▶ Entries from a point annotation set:
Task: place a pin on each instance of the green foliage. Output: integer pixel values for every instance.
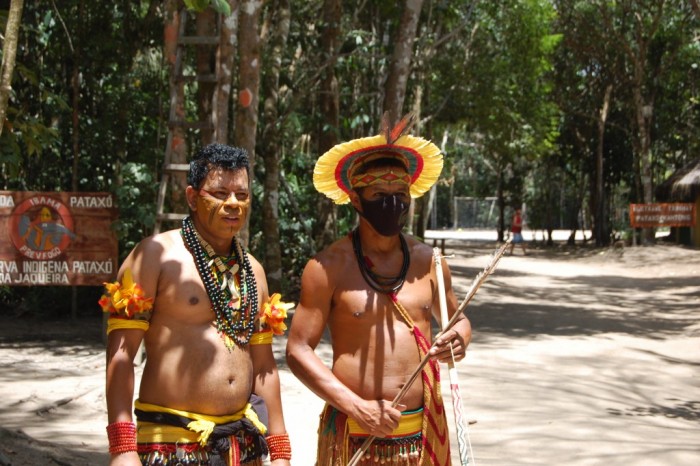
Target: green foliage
(135, 198)
(220, 6)
(511, 87)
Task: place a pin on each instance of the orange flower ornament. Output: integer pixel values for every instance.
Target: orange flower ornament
(274, 312)
(125, 299)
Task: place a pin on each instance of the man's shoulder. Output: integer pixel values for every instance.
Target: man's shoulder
(336, 254)
(159, 243)
(416, 246)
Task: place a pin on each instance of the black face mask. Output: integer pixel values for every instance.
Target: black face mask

▶ Exercise instructions:
Rewrite the material above as a JSON list of strings, one string per line, leaving out blank lines and the pictures.

▶ Exercise solution:
[
  "Task: place a pin on each instance of the green foliage. Output: integer pixel values for every instance.",
  "Target: green foliage",
  "(135, 198)",
  "(220, 6)",
  "(511, 87)",
  "Task: place a pin on each instance of the orange flower ornament. Output: integer pixel values for every instance.",
  "Target: orange flower ornament",
  "(274, 312)",
  "(125, 299)",
  "Task: place a pin on each instance of the man's shoulder. Output: integer pixel values for every instance.",
  "Target: man's shoulder",
  "(336, 254)",
  "(159, 243)",
  "(416, 246)",
  "Task: place a pin on each instance of the black face mask. Output: integer pixel values for every instance.",
  "Target: black face mask"
]